Dataset entries:
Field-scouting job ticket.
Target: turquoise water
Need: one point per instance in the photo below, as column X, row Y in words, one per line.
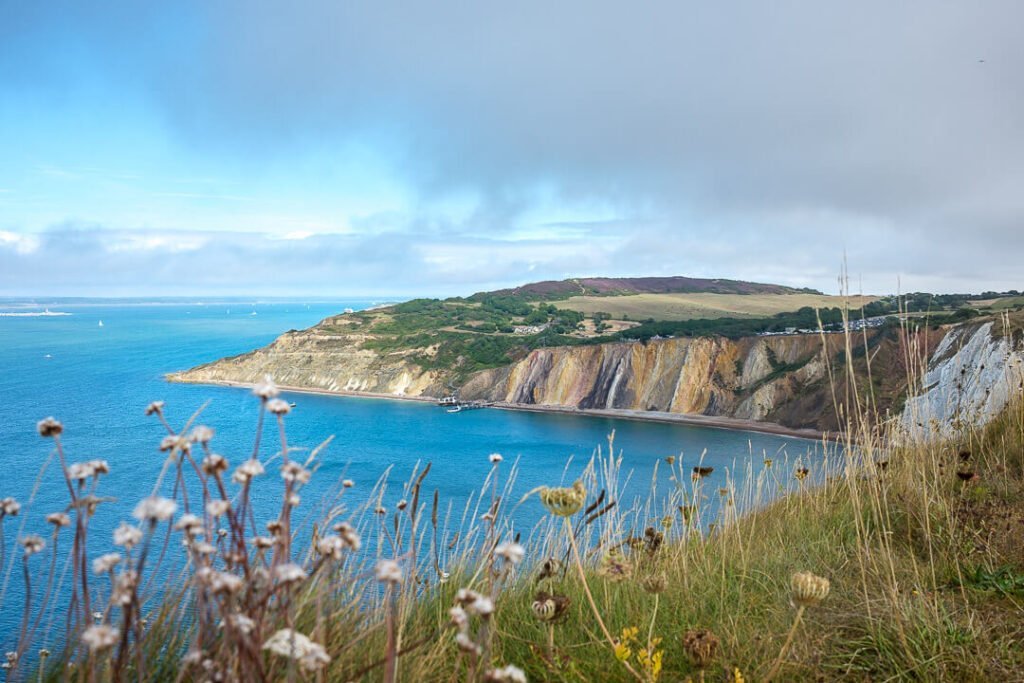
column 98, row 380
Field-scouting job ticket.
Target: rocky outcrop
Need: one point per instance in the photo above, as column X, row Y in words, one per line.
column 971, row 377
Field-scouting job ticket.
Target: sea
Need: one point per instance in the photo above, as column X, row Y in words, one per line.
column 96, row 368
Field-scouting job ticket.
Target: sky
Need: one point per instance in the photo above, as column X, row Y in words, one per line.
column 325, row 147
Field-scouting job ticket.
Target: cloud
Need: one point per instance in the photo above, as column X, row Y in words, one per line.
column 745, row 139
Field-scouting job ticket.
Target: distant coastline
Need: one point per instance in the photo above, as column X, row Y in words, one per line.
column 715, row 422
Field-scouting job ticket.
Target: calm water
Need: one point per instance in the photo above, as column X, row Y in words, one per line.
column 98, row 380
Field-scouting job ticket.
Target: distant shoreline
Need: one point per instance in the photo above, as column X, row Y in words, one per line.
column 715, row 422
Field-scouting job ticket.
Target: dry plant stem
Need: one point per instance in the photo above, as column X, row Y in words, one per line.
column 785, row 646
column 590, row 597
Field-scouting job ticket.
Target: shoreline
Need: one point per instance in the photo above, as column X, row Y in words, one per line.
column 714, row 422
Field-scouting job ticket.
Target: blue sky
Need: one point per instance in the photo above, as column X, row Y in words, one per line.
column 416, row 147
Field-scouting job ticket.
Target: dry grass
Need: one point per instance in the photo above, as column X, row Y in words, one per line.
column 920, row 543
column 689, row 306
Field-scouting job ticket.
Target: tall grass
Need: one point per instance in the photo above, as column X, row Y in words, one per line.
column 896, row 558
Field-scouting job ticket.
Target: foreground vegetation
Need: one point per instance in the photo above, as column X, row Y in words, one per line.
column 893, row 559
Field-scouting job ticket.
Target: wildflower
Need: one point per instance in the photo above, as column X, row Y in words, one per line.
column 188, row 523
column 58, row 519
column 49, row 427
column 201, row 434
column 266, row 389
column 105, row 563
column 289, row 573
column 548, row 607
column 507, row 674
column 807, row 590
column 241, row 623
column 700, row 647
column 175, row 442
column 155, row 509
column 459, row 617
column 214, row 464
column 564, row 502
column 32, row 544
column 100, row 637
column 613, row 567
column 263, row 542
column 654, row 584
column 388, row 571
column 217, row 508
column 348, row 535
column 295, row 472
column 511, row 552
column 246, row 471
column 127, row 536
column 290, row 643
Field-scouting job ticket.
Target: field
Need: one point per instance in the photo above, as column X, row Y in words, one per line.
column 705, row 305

--

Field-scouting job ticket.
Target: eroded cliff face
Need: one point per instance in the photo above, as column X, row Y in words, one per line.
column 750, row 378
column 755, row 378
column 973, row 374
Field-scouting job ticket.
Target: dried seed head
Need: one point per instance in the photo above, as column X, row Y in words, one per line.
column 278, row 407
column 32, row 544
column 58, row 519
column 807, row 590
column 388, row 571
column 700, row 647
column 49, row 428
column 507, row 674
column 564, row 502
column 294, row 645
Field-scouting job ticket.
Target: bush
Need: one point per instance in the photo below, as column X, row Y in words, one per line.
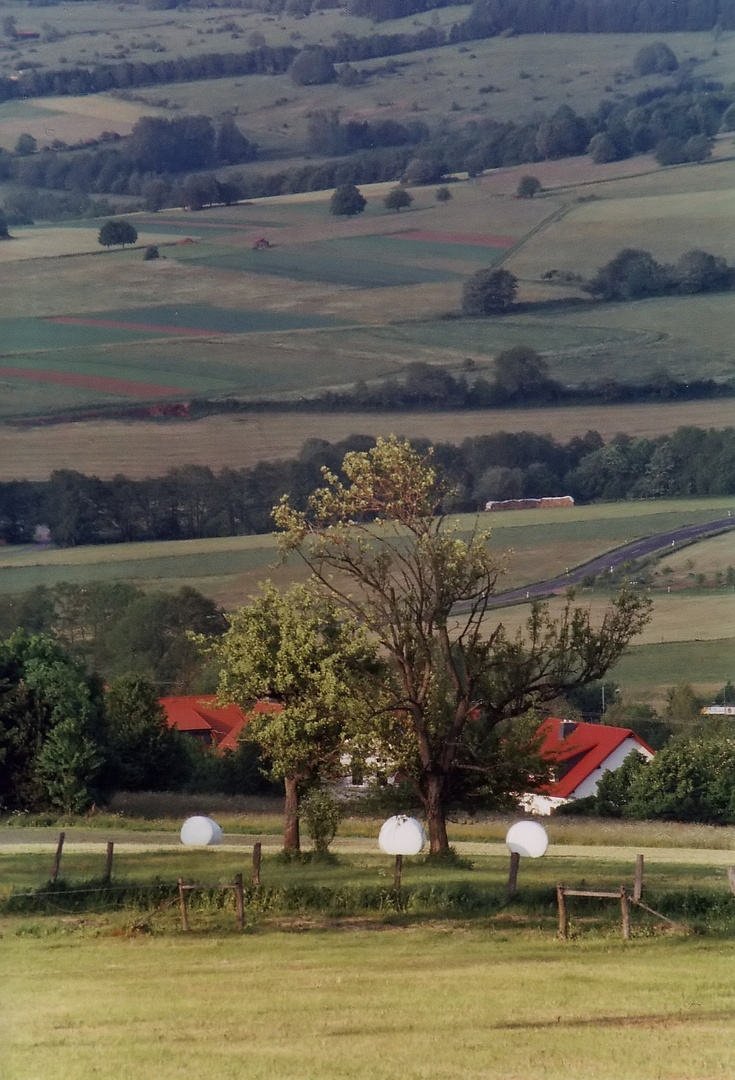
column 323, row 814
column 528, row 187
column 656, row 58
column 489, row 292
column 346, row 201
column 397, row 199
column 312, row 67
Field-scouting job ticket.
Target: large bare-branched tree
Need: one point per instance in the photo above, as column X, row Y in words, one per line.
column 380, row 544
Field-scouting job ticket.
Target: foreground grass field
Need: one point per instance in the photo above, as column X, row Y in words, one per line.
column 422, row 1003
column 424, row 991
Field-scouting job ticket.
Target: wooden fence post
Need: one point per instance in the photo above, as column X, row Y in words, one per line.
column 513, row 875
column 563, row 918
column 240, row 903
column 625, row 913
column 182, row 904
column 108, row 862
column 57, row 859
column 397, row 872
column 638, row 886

Problem to work on: With the line that has "Target: cloud" as the first and the line that has "Target: distant shoreline" as the last, repeat exactly that run of lines above and no more.

Your response:
Target: cloud
Need: one point per instance in the photo above, as column X, row Y in words, one per line.
column 745, row 139
Field-scouting job ticket.
Target: distant coastline
Need: one point per instance in the photo above, as column X, row Y in words, one per line.
column 715, row 422
Field-scouting job ticket.
Target: calm water
Need: one point per instance in the photo above, as column X, row Y in words, one per line.
column 98, row 380
Field-scouting job ticket.
Target: distant shoreline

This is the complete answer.